(TASK A): Render everything in the listing from the line containing "The service SHOULD" down to the line containing "[1108, 721]", both included, as a JSON list of strings with one string per line and blank lines dropped. Omit the picture from the answer.

(TEXT SECTION):
[Start]
In C this is because the inline qualifier has at least as much to do with linking and controlling symbol definitions as it does literal inlining of the code into the caller.
Relatedly, in languages like C that have global mutable state, it's the callee who knows better whether and when it's safe to inline code, not the caller. Ditto in languages (like C) that can have complex linking semantics, multiple function definitions, etc.
Modifiers like inline and register are left overs from the days the compilers had to work in 64KB or less and needed every help they could get from the developers.
Nowadays most optimisers ignore them anyway and use heuristics to decide if and when they actually care, and also inline when not asked to.
If you really want the original behaviour you need to use non standard modifiers like forceinline.
Sort of. I think CL has the right direction but the details are wrong. This pattern requires declaring the function notinline, and that is a much stronger statement than just “wait I take it back”. Using this pattern, the function can ONLY be inlined in the contexts where you allow it. Similarly, compiler macros are disabled for notinline functions. I would like the compiler to use its normal judgement for inlining and continue using compiler macros for call sites where I don’t provide an inline declaration.
I think you overlook that inlining in common lisp is a lot less trivial than in very static languages like C++, because it is perfectly valid to redefine functions at runtime. This does obviously not play well with the compiler randomly inlining things behind your back. You can fix that by keeping track of where you inlined f and then re-compile all the inlined sites as well, but that obviously has significant pathologies as well. Having said that, performance oriented common lisp compilers like sbcl (and its predecessor) will generally allow you to block-compile stuff which will get rid of the extra indirections at the cost of less runtime flexibility. IIRC that will also mean the compiler will use its judgement whether to inline a function.
[End]
(TASK B): From the inlining thread, pull out everything from "Sort of. I think" down to "an inline declaration." word for word.

(INFORMATION GIVEN):
[Start]
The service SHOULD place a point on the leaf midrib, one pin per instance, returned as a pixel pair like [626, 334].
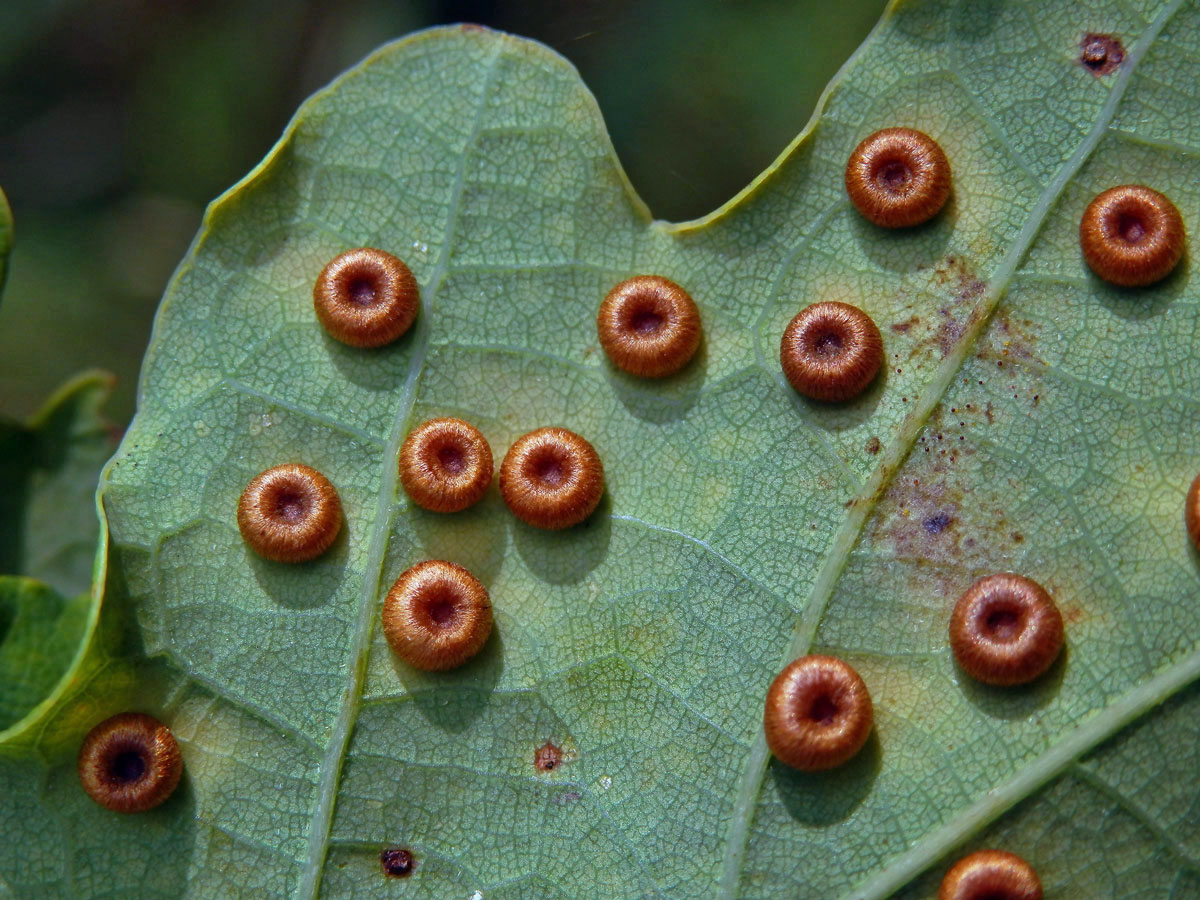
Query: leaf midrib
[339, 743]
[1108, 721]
[End]
[Start]
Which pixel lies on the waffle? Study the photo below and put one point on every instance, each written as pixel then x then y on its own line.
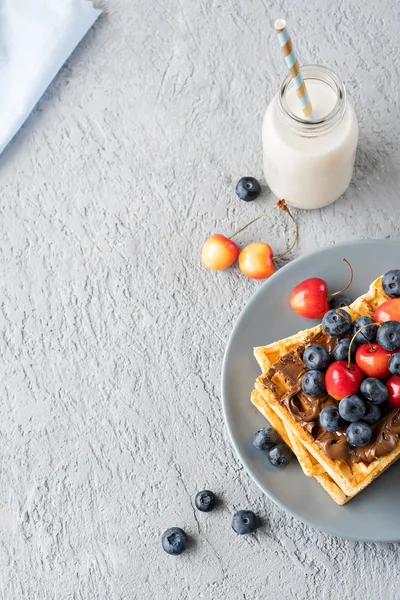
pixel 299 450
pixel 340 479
[End]
[Start]
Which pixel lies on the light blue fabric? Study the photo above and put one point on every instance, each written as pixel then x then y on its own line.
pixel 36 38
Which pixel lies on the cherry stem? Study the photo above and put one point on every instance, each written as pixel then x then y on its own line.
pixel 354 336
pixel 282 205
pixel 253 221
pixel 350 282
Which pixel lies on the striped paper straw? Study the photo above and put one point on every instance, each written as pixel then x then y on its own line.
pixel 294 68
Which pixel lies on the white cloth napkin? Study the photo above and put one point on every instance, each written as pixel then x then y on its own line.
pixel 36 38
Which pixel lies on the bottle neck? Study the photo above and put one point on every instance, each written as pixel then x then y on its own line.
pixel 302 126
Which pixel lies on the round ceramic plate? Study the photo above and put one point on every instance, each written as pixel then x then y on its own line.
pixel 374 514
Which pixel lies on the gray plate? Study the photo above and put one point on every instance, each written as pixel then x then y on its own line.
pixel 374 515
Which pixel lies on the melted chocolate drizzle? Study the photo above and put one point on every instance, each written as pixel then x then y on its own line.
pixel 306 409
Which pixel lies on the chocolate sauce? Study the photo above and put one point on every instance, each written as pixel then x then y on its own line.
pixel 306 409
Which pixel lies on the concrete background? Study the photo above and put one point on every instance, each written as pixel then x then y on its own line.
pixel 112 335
[End]
(EXERCISE ANSWER A):
[
  "The service SHOULD place a point on the leaf midrib, one pin per instance, returned as a pixel pair like [626, 334].",
  "Query: leaf midrib",
  "[339, 743]",
  "[1108, 721]"
]

(EXERCISE ANSWER B):
Sort of. I think CL has the right direction but the details are wrong. This pattern requires declaring the function notinline, and that is a much stronger statement than just “wait I take it back”. Using this pattern, the function can ONLY be inlined in the contexts where you allow it. Similarly, compiler macros are disabled for notinline functions. I would like the compiler to use its normal judgement for inlining and continue using compiler macros for call sites where I don’t provide an inline declaration.